TO DO
1. In the oil demand article, what level relative to pre-pandemic figures have domestic flights in China reached?
2. Repeat the passage of the oil demand article that opens with the words containing "Higher jet fuel" and closes with "destinations last month.".

READING PASSAGE

Higher jet fuel and gasoline consumption will boost Beijing’s demand for oil in the fourth quarter, the Black Gold CEO says
Oil prices may surge to $100 per barrel by the end of the year, driven by a swift recovery in China’s tourism sector coupled with lower supply from major producers, according to the CEO of Black Gold Investors.
Speaking at the Asia Pacific Petroleum Conference (APPEC) in Singapore on Monday, Gary Ross noted that domestic flights in China have reached 110% of their pre-pandemic levels, up from about 75% in the fourth quarter of last year. International flights have also rebounded, from close to zero to about 75% of the level seen prior to pandemic lockdowns. The rebound sharply accelerated after China lifted its ban on group travel to most destinations last month.
“You’re gonna have a big increase in jet fuel demand probably of something like 500,000 barrels a day in China alone,” Ross predicted.
He noted that road travel in Asia’s biggest economy has also been on the rise, and as local drivers prefer vehicles with traditional engines rather than electric ones for longer trips, demand for gasoline is likely to soar further.
“Gasoline sales have been absolutely astonishing during the summer… People are driving like crazy. The year-on-year comparisons are going to be dramatic… I expect a huge increase in demand in the fourth quarter of 2023,” he stated.
Meanwhile, the global oil supply has been tight due to recent output cuts by major producers, including Russia, Saudi Arabia, and their OPEC+ allies. Shipments of crude from Saudi Arabia slumped to the lowest level in almost two years in July. Due to supply constraints, global benchmark Brent crude has risen by almost a quarter since late June, trading above $90 per barrel on Tuesday. Ross believes that supply cuts may have to be halted once Brent price hits $100 per barrel.

Point localization data
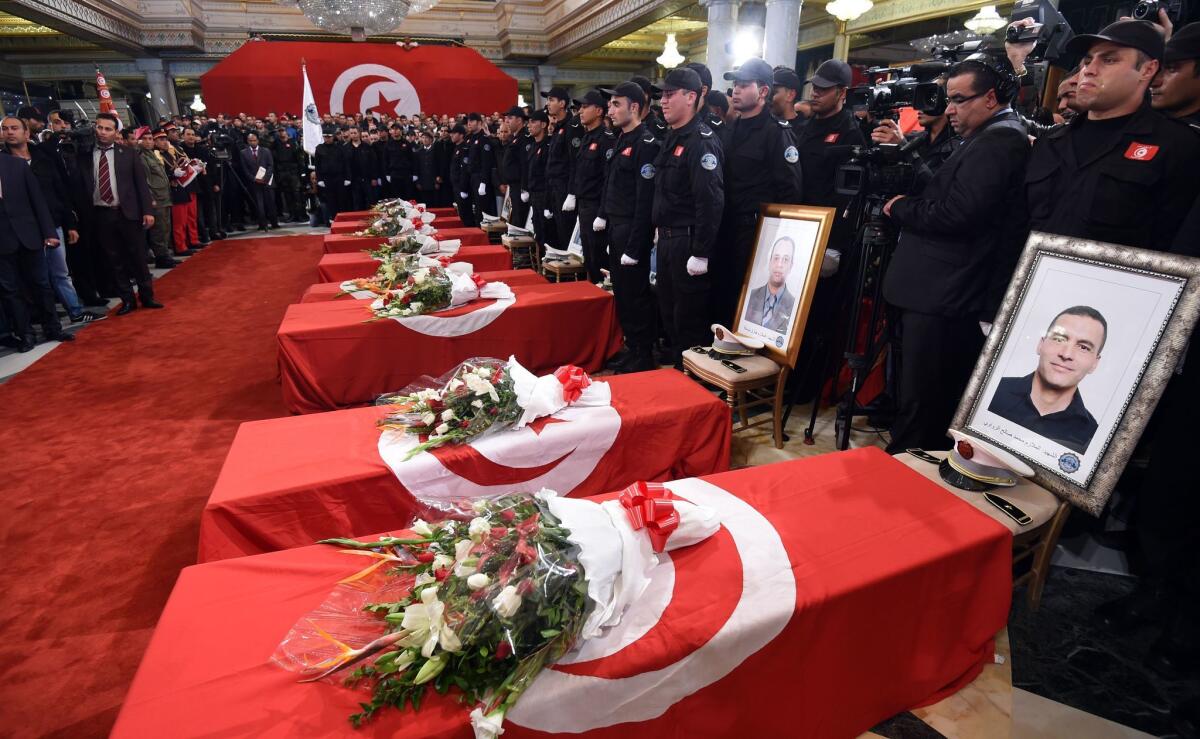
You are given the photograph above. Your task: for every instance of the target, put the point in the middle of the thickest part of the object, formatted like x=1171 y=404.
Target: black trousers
x=730 y=264
x=124 y=241
x=936 y=358
x=25 y=292
x=683 y=299
x=631 y=288
x=595 y=244
x=564 y=220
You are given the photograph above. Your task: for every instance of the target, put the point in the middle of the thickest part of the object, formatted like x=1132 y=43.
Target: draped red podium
x=337 y=244
x=349 y=227
x=324 y=292
x=363 y=215
x=352 y=265
x=291 y=481
x=333 y=356
x=841 y=590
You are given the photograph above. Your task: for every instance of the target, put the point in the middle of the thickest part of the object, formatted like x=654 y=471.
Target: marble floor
x=1054 y=676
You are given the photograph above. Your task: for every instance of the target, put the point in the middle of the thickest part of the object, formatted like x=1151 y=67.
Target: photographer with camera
x=958 y=239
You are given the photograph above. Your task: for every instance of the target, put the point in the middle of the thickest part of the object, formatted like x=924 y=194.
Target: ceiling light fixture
x=670 y=56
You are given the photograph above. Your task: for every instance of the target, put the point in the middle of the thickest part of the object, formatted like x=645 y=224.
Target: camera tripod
x=874 y=246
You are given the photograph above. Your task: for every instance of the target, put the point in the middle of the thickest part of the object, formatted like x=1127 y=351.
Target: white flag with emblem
x=311 y=119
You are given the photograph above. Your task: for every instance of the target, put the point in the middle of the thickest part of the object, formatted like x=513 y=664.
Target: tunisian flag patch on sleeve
x=1140 y=152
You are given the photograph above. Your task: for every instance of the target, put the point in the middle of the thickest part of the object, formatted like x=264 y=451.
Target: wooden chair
x=760 y=386
x=1033 y=541
x=523 y=251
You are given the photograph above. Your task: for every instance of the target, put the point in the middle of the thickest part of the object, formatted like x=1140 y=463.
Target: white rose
x=479 y=529
x=507 y=602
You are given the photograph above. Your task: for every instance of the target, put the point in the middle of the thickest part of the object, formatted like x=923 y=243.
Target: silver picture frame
x=1145 y=372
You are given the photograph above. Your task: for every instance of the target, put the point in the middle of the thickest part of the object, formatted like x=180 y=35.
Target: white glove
x=829 y=263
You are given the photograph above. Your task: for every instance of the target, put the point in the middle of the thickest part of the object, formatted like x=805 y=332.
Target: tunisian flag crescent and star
x=264 y=77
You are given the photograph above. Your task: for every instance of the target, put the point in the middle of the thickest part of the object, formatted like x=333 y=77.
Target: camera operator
x=1175 y=90
x=762 y=164
x=1121 y=173
x=958 y=239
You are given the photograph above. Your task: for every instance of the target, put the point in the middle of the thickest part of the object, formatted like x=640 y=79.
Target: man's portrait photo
x=1048 y=401
x=771 y=304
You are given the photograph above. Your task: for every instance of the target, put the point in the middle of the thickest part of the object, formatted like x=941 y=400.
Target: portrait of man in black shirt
x=1048 y=401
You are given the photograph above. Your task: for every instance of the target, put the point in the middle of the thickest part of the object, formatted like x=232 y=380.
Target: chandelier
x=987 y=20
x=357 y=16
x=671 y=55
x=849 y=10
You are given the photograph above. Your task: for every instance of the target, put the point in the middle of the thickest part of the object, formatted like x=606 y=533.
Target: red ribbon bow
x=574 y=380
x=648 y=508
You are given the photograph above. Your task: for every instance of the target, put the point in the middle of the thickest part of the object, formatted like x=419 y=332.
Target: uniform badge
x=1140 y=152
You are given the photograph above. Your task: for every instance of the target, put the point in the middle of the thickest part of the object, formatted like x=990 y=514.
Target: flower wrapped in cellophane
x=477 y=396
x=481 y=601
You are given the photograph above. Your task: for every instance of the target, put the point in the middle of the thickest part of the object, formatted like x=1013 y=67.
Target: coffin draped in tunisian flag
x=365 y=78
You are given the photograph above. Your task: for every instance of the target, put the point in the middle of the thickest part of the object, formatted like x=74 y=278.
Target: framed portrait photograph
x=783 y=276
x=1084 y=344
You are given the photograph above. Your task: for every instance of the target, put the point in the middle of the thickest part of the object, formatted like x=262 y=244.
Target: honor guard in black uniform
x=399 y=173
x=762 y=164
x=289 y=162
x=587 y=182
x=1121 y=173
x=625 y=212
x=460 y=176
x=564 y=144
x=513 y=166
x=331 y=170
x=535 y=178
x=689 y=197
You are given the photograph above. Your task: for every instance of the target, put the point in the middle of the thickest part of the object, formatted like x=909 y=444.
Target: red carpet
x=111 y=446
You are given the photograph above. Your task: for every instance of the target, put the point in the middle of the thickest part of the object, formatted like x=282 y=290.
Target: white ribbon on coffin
x=558 y=702
x=582 y=433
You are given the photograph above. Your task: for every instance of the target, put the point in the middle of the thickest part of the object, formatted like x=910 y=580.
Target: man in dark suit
x=121 y=210
x=27 y=229
x=958 y=246
x=258 y=166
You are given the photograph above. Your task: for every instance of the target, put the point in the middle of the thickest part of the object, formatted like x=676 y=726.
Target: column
x=781 y=31
x=162 y=86
x=723 y=24
x=543 y=79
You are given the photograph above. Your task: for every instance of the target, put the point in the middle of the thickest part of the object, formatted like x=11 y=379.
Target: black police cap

ANSWER SET
1. 110% of their pre-pandemic levels.

2.
Higher jet fuel and gasoline consumption will boost Beijing’s demand for oil in the fourth quarter, the Black Gold CEO says
Oil prices may surge to $100 per barrel by the end of the year, driven by a swift recovery in China’s tourism sector coupled with lower supply from major producers, according to the CEO of Black Gold Investors.
Speaking at the Asia Pacific Petroleum Conference (APPEC) in Singapore on Monday, Gary Ross noted that domestic flights in China have reached 110% of their pre-pandemic levels, up from about 75% in the fourth quarter of last year. International flights have also rebounded, from close to zero to about 75% of the level seen prior to pandemic lockdowns. The rebound sharply accelerated after China lifted its ban on group travel to most destinations last month.